■ **SOURCE PASSAGE**:
So let's say going into the offer phase of the process you know the boat about as well as a buyer can without the aid of a surveyor or the knowledge gained from being able to turn things on to see if they work. You have asked questions of the owner and the owner has answered, maybe to your satisfaction, maybe not. You've done about as much investigating and inspecting a reasonably knowledgeable buyer can do prior to making the offer.

You then make a list of all the knowns and unknowns and price out each either by just figuring material costs for those things you can fix or by installed price for those things you can't DIY.

Next you get the recent sold prices of the same make and model and find the average selling price is xx% of asking price. But you really don't know how their condition compares to the condition of the boat you are looking at.

Certain things HAVE to be done, so do you deduct the cost of those from the asking price right off the bat or do you let the surveyor price them out later?

Certain things most likely will have to be done, like replacing the electronics. Do you deduct those items from the asking price or wait for the surveyor?

Then there's cosmetic things like paint. Maybe you see scratches on the hull that few buyers would live with, paint bubbles on metal spars tell you that needs to be looked at. Things most people would see. How do you handle that?

■ **AIM 1**: Set down, word for word, the part of the boat-buying passage that begins with the words containing "You then make" and ends with "are looking at.".
■ **AIM 2**: Pick up the passage on pricing an offer for a used boat after its last sentence and keep it going.

■ **DATA EXTRACT**:

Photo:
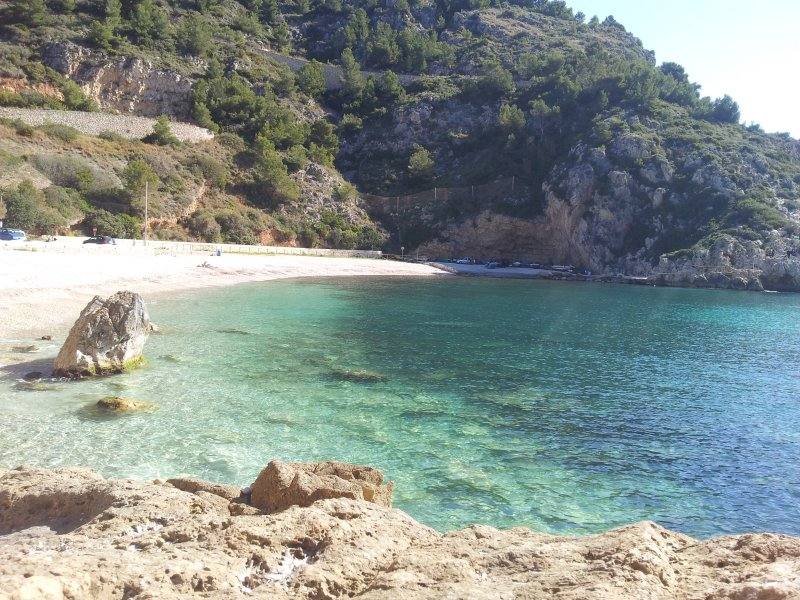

■ **TASK RESULT 1**:
You then make a list of all the knowns and unknowns and price out each either by just figuring material costs for those things you can fix or by installed price for those things you can't DIY.

Next you get the recent sold prices of the same make and model and find the average selling price is xx% of asking price. But you really don't know how their condition compares to the condition of the boat you are looking at.

■ **TASK RESULT 2**:
You can't know about the engine (or the generator, if there is one) because without the owner there, the broker won't start either. Same with electronics, pumps and motors. You may only know the age but you will know how they look because you saw them and took pictures you later examined.

You have no idea about the bottom or zincs or metal because it's in the water. I'm guessing that has to be left to the surveyor.

From this point, how would one proceed in coming up with that first offer number?

a) Deduct the cost of everything you want done from the asking price?

b) Deduct the cost of everything that has to be done to make the boat safe and sailable? The dollar value being created by having it professionally done.

c) Deduct the cost of everything that has to be done to make the boat safe and sailable? The dollar value being created by material costs on DIY projects and professionally done costs for the rest.

d) Deduct the xx% established by sold boats and take an extra ??% off for negotiating?

e) Tap the broker for a number he or she believes will draw the owner into accepting and let the survey, and whatever else comes up be used as a tool to reduce the final sale price?

f) Forget the boat and use the money you would have spent on this whole offer/survey thing and have fun with the money instead?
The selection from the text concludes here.